Written request A> Lay out the entries from the line with "Can you find the view" to the line with "[[362, 318]]" as a JSON list of strings, one string per line, leaving out blank lines.

Quoted passage>
_____
From Surviving to Living
This post brings together some of the strands I’ve been working on at Outside the Walls (on the disintegration of old systems), New Artisans (on the role of craft in a digital economy and the power of small-scale), and ongoing reflections on learning and power. It’s an accumulation of recent reading and reflection, offered to those who find themselves at a crossroads between identity and reimagining, between survival and self-authorship; between doing and becoming.
Note: Rather than interrupt this post with links, you will find them at the end (except for James Taylor - I can always make an exception for him)
There comes a point where dedication is converted to exploitation. Where we pay the price for gold stars and bonuses with shreds of our soul.
I have been reading Olli-Pekka Heinonen's book, "Learning as if Life Depended on It." One of his central themes is Karl Popper's "Three Worlds”; that reality can be understood as three overlapping domains: a first world of physical world of objects and events, a second, inner world of thoughts and experiences, and a third world of human knowledge, culture, and shared meaning. By distinguishing these realms, he highlights how ideas can exist and evolve independently of any one individual, shaping society as powerfully as material forces.
It provided me with the start point I needed to explore the idea of the Athanor, and how we might turn a world of work increasingly based on survival to one that supports a better idea of living.
In times of rapid change, we are overtrained and undereducated. We are taught to comply more than adapt, and rarely taught to perceive. It’s time to recover our learning as an act of becoming, not just survival.
Our industrial systems are doing to our World 3, our very essence, to human culture and meaning, what industrial farming does to the soil. It uses incentives like fertilisers to extract short-term value but leaves no time or space for the nutrients of imagination, meaning and community to regenerate. We have separated ownership of the land from care for the land, and we find ourselves trapped between Popper's World 1 and World 3.
_____
Given records>
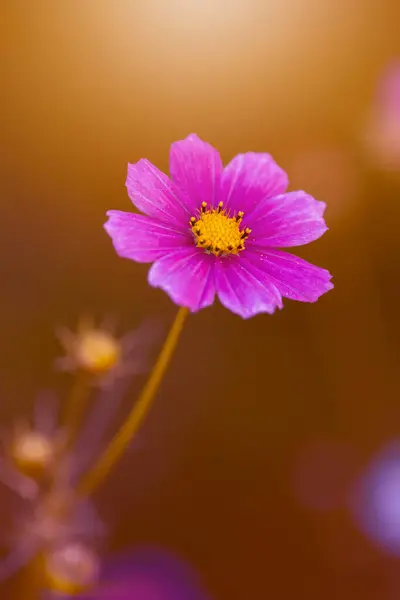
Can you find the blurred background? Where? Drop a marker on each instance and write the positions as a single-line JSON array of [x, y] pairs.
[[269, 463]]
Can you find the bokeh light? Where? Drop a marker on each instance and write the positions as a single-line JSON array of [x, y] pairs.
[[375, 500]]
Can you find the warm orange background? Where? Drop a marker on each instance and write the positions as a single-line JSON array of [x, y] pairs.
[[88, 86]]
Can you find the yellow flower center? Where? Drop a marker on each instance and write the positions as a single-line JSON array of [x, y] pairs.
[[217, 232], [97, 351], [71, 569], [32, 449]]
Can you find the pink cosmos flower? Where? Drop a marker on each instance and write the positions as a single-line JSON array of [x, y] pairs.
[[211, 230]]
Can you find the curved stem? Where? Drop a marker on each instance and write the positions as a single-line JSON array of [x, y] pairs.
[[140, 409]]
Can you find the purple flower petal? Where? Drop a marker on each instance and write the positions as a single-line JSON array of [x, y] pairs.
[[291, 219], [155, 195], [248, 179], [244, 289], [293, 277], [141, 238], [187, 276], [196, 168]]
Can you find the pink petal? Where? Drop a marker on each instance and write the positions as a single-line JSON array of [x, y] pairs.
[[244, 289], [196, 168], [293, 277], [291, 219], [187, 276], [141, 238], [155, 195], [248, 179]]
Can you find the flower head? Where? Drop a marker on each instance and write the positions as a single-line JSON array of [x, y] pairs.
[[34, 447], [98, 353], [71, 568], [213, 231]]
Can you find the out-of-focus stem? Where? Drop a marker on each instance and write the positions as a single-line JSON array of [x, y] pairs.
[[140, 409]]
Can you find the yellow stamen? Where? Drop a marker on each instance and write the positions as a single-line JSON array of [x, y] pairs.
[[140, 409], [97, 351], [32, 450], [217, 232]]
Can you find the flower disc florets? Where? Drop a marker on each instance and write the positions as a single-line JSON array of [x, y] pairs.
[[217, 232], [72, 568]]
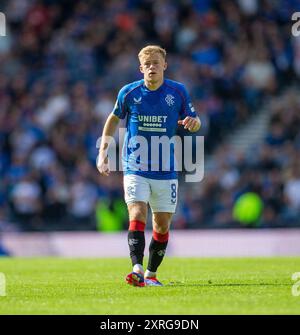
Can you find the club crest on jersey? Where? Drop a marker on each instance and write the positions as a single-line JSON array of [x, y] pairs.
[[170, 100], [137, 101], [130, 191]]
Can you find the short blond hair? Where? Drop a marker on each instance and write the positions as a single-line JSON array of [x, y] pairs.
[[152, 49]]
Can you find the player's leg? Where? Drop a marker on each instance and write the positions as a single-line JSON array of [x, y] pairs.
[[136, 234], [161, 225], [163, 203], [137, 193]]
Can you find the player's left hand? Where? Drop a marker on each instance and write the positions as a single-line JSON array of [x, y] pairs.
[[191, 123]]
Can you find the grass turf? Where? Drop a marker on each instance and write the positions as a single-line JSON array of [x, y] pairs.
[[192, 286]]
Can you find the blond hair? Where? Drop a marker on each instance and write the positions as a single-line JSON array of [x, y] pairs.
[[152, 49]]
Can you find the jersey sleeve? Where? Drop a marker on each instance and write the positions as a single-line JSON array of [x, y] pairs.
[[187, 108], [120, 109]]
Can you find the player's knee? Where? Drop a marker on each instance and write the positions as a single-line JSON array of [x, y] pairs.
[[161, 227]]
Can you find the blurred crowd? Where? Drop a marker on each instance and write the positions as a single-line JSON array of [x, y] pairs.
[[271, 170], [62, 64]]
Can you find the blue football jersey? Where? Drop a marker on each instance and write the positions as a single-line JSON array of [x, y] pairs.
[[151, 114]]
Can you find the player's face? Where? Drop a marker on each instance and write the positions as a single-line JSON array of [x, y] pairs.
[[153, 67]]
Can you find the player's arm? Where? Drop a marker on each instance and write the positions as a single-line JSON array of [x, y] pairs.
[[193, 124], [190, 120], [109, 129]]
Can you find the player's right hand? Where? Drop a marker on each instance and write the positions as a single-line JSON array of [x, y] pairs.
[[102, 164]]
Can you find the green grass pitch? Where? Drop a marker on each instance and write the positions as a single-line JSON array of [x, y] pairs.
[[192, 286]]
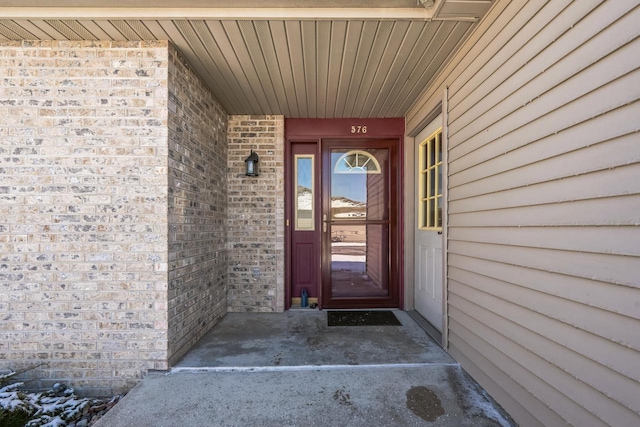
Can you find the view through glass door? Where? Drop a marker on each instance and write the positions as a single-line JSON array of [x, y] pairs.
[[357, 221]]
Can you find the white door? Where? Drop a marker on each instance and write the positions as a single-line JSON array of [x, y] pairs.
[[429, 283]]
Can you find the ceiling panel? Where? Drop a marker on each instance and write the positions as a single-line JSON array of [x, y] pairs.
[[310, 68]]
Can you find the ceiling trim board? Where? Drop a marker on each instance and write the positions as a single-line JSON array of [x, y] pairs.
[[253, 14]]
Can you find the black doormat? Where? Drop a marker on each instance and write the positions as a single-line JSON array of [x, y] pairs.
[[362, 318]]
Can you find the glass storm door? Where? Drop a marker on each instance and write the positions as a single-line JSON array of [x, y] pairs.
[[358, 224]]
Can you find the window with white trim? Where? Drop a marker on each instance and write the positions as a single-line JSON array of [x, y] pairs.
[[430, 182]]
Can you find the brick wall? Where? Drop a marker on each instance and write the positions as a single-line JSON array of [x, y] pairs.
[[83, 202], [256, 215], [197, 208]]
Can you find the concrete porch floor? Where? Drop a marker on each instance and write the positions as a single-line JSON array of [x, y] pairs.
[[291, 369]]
_____
Written request B> List every person named in the essay on surviving and living.

Complete output A>
[
  "Can you find the view through glass door? Where? Drop a marker on each instance and write the positions as a single-line JSON array of [x, y] pairs.",
  "[[357, 221]]",
  "Can you find the white door? Where? Drop a marker on each instance and write the positions as a single-line JSON array of [x, y] pairs.",
  "[[429, 283]]",
  "Can you find the ceiling panel? Where? Drop a marker on each instance and write the positions as a single-line JSON array of [x, y] pairs.",
  "[[310, 68]]",
  "Can you find the ceiling trim board? Where? Drop a marker on each instance and write the positions as a single-line JSON array of [x, y] pairs.",
  "[[253, 14]]",
  "Can you find the black doormat? Where? Drop a marker on each instance and write the positions as a single-line JSON array of [x, y] pairs.",
  "[[362, 318]]"
]

Complete output B> James Taylor, Olli-Pekka Heinonen, Karl Popper